■ Entries provided

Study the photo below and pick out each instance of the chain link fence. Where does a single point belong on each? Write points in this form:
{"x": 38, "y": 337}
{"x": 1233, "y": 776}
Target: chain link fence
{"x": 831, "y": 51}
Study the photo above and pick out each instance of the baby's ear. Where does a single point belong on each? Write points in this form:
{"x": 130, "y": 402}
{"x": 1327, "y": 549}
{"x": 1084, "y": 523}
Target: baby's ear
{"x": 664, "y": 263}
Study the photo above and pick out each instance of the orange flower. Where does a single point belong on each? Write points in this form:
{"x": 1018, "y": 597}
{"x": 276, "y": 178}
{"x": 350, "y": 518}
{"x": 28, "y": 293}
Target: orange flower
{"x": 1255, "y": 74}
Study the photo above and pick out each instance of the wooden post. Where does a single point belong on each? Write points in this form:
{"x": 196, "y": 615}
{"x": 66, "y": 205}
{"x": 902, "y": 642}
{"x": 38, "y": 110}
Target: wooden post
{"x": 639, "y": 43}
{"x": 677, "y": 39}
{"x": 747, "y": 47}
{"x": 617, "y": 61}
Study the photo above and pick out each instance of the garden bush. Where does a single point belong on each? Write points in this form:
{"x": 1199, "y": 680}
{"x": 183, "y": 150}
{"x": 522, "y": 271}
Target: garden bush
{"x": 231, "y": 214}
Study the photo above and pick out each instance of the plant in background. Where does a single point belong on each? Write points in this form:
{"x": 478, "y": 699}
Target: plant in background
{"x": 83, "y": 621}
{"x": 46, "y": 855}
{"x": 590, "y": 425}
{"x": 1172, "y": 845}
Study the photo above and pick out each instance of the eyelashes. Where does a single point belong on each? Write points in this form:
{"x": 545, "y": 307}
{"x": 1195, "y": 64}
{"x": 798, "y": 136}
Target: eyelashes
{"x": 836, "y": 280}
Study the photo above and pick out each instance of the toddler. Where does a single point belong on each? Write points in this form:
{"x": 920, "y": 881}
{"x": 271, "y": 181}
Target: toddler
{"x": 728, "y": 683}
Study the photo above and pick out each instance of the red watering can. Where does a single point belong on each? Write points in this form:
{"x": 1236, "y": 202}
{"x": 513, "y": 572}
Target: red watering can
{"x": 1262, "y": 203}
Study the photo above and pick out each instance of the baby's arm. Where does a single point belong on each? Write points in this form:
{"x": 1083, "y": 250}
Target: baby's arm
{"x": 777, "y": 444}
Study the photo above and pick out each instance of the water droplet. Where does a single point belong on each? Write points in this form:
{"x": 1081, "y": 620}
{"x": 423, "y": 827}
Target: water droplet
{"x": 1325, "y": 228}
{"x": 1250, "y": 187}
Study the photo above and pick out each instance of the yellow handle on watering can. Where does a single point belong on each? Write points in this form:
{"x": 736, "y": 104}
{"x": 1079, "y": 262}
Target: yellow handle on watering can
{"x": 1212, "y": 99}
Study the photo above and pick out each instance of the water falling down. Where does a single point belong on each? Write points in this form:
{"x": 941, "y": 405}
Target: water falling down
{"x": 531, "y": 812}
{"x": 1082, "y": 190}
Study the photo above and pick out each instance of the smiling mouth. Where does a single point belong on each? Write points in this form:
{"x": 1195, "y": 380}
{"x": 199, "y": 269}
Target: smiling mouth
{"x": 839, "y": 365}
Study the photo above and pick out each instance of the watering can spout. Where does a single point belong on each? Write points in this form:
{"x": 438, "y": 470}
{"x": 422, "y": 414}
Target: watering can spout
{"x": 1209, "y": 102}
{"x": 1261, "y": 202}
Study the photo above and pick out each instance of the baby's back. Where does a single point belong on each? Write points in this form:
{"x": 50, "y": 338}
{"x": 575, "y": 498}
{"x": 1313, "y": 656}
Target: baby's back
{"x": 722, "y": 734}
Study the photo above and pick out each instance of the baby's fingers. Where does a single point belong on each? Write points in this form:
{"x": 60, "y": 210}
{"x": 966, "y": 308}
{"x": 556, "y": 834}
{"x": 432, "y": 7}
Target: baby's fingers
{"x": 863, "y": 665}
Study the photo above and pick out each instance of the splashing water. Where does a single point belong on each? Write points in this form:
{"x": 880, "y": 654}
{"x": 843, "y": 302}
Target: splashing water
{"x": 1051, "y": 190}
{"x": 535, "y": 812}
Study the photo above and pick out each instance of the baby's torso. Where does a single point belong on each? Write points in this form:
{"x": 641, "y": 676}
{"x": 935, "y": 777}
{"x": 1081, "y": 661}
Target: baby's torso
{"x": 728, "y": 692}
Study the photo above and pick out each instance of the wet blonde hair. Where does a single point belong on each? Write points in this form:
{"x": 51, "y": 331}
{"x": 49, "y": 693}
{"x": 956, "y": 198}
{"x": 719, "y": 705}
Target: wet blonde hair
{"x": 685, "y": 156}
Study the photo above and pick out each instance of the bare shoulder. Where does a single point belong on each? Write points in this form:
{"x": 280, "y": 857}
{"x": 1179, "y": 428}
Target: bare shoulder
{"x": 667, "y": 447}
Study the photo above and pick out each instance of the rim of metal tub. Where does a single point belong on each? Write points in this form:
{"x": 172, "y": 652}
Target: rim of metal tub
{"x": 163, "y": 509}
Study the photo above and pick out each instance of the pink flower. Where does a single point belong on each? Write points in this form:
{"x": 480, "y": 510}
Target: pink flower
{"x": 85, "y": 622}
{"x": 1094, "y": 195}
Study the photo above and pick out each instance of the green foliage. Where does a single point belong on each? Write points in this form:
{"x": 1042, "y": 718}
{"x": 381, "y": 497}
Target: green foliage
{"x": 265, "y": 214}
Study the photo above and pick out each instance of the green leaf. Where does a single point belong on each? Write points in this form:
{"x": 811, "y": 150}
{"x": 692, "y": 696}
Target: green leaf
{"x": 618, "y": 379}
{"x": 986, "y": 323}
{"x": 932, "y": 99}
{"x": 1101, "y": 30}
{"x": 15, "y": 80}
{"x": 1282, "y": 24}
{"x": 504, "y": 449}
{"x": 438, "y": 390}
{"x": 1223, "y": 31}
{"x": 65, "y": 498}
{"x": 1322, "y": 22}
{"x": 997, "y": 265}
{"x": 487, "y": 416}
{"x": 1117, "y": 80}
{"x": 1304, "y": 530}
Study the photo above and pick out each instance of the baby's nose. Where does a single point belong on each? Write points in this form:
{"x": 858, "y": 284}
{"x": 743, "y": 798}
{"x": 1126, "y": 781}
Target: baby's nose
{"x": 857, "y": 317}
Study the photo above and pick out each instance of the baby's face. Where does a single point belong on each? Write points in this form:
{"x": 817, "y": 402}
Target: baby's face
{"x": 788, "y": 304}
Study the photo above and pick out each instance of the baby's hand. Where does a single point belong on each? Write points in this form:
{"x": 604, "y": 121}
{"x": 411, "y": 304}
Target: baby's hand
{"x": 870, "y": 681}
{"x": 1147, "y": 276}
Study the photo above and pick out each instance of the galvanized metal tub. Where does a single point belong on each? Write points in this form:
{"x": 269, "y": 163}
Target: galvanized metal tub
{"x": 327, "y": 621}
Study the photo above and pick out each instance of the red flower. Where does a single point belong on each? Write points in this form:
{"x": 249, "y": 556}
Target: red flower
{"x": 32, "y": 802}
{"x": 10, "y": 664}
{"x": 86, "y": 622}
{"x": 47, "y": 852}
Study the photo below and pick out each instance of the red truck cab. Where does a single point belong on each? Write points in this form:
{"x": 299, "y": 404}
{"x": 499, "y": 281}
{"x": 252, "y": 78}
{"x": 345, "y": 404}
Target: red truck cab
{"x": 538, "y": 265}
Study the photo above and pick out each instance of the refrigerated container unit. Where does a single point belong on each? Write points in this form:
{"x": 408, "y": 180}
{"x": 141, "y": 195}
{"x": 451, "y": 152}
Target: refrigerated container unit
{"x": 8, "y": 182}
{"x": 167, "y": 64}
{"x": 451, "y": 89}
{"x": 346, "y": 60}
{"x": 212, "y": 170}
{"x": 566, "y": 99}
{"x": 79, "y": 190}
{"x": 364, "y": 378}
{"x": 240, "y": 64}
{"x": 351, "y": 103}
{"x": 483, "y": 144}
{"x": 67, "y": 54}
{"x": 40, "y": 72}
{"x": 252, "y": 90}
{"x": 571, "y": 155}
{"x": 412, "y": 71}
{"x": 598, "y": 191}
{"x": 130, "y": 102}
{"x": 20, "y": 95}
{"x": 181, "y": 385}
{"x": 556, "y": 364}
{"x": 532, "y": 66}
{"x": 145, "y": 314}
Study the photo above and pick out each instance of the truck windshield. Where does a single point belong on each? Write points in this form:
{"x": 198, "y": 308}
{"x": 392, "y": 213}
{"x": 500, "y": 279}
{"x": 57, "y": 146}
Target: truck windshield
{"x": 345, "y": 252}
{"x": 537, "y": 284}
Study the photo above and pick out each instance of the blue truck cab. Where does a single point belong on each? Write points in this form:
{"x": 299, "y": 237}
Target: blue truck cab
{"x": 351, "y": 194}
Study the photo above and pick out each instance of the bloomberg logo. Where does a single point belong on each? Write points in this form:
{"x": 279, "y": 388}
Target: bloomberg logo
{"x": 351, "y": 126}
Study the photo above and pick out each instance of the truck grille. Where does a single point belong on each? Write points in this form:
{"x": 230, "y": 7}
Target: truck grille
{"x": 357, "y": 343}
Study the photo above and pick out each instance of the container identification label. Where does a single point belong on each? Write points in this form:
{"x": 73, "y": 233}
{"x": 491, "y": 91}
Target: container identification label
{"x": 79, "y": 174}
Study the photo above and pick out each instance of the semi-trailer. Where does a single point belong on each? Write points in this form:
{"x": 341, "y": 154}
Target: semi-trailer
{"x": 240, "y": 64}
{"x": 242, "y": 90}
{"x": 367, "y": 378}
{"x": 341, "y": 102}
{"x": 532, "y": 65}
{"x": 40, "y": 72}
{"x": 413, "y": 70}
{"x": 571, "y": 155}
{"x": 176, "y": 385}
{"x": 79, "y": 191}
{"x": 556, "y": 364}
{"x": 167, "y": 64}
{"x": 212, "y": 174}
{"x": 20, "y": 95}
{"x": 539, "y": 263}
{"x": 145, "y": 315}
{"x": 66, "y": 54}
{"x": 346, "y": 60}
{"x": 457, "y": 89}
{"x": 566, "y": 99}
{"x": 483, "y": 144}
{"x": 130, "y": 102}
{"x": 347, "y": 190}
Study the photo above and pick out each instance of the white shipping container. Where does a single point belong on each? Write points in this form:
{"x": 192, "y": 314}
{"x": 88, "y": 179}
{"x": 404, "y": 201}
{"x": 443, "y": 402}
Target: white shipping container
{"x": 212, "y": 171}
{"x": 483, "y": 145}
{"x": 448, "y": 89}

■ The request
Reproduce the lines of the entries above exactly, but only from the line containing "the truck grille." through the final line.

■ Written solution
Study the photo above and pick out each instance of the truck grille. Where does a single point belong on each? Write points in this form:
{"x": 230, "y": 7}
Target: truck grille
{"x": 357, "y": 343}
Study the photo above and pick out each instance of the container identification label. Where does a single point belong on each? Write points in this form:
{"x": 73, "y": 233}
{"x": 491, "y": 91}
Target: container identification label
{"x": 79, "y": 174}
Study the photo above and pick out each instance of the semi-trailer. Where does a single point belong on each? Write points in this form:
{"x": 341, "y": 154}
Target: semi-trailer
{"x": 240, "y": 64}
{"x": 242, "y": 90}
{"x": 367, "y": 378}
{"x": 341, "y": 102}
{"x": 532, "y": 65}
{"x": 40, "y": 72}
{"x": 413, "y": 70}
{"x": 571, "y": 155}
{"x": 176, "y": 385}
{"x": 79, "y": 191}
{"x": 556, "y": 364}
{"x": 167, "y": 64}
{"x": 212, "y": 174}
{"x": 20, "y": 95}
{"x": 539, "y": 263}
{"x": 145, "y": 315}
{"x": 66, "y": 54}
{"x": 346, "y": 60}
{"x": 457, "y": 89}
{"x": 566, "y": 99}
{"x": 483, "y": 144}
{"x": 130, "y": 102}
{"x": 347, "y": 190}
Study the photo above and pick out each instance of the white shipping container. Where does a single point belong on each? Write points in this form:
{"x": 192, "y": 314}
{"x": 88, "y": 179}
{"x": 404, "y": 201}
{"x": 443, "y": 402}
Target: white shipping container
{"x": 212, "y": 171}
{"x": 483, "y": 145}
{"x": 448, "y": 89}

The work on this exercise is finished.